Activity:
Set down the data below word for word, and leave the images aside.

[Data items]
-*-

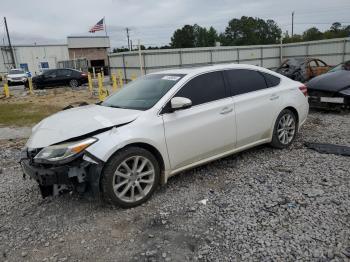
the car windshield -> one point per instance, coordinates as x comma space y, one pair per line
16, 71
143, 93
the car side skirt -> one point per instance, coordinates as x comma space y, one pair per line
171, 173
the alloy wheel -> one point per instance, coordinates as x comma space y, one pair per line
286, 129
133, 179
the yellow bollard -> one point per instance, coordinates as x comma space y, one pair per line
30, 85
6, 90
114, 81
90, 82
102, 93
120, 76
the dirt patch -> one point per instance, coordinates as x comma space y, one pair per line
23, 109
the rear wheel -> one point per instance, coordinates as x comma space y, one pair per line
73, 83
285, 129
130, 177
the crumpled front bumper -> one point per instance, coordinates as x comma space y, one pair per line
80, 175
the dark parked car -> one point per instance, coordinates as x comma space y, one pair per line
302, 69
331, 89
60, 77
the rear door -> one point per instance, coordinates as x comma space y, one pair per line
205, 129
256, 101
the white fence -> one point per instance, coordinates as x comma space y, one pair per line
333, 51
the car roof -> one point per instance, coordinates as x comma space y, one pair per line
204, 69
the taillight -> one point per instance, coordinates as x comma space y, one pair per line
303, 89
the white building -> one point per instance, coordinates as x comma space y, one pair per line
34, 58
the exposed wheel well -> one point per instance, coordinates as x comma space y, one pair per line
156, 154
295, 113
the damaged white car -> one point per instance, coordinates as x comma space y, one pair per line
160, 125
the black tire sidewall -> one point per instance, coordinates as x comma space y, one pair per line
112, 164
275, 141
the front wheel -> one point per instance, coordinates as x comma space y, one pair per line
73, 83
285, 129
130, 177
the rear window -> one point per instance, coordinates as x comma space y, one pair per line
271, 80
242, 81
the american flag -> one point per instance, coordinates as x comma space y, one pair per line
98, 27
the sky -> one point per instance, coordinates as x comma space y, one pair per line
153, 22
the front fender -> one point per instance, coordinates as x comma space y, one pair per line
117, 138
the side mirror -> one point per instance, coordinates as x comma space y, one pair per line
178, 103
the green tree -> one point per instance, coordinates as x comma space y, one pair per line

-*-

Answer box:
the car windshield -> one point per instance, coordinates as x comma space y, one pair per line
16, 71
143, 93
the car side skirt -> one point per instance, coordinates as x comma space y, one pair per line
171, 173
the alloy wheel -> one point per instance, coordinates as x comma space y, one pair per line
286, 129
133, 179
the yellow bollard -> one point per instance, coordinates as x comma space y, one pair per line
30, 85
6, 90
114, 81
90, 82
102, 93
120, 76
the dirt patch -> one point per instance, coordinates as x comma space y, one pair per line
23, 109
the rear wheel -> one point per instance, coordinates as x comma space y, one pair per line
73, 83
285, 129
130, 177
the crumpled front bumper -> one point per instance, coordinates as x comma space y, one pair per line
80, 175
the dark parked car -> one point per instance, coordinates as x comma space y, one pair per line
302, 69
331, 89
60, 77
the rear door -> one point per instance, coordinates as x comma space y, one pair per line
205, 129
256, 101
the white fence -> one point per instance, coordinates as x comma space y, one pair per line
333, 51
the car roof -> one point per instance, coordinates as x comma space y, one pair per line
204, 69
the taillight -> one point per instance, coordinates as x comma space y, one pair per line
303, 89
the white building -> one point per instance, coordinates as x comma space y, one pair per line
34, 58
the exposed wheel well -> one point per instance, coordinates as x comma space y, one pair per line
156, 154
295, 113
the damaged white car -> one point per instance, coordinates as x comma space y, one pair per line
160, 125
the black tire sidewall -> one point per instance, coordinates as x comma space y, one pair per line
112, 164
275, 141
the front wheel -> one point per instance, coordinates as x comma space y, one pair per line
73, 83
285, 129
130, 177
the rear window -> one point per instance, coordinates as x comma space y, one pair per line
271, 80
242, 81
the american flag -> one point per instance, coordinates as x comma space y, one pair per line
98, 27
the sky -> one point per instance, coordinates as x comma space y, one pair per line
153, 22
the front fender -> one point per instance, coordinates as x comma space y, one pair per line
117, 138
the side mirror -> one point per instance, coordinates as x comma space y, one pair per line
178, 103
the green tree -> one point per instance, coordinates as x comma space y, one pair per line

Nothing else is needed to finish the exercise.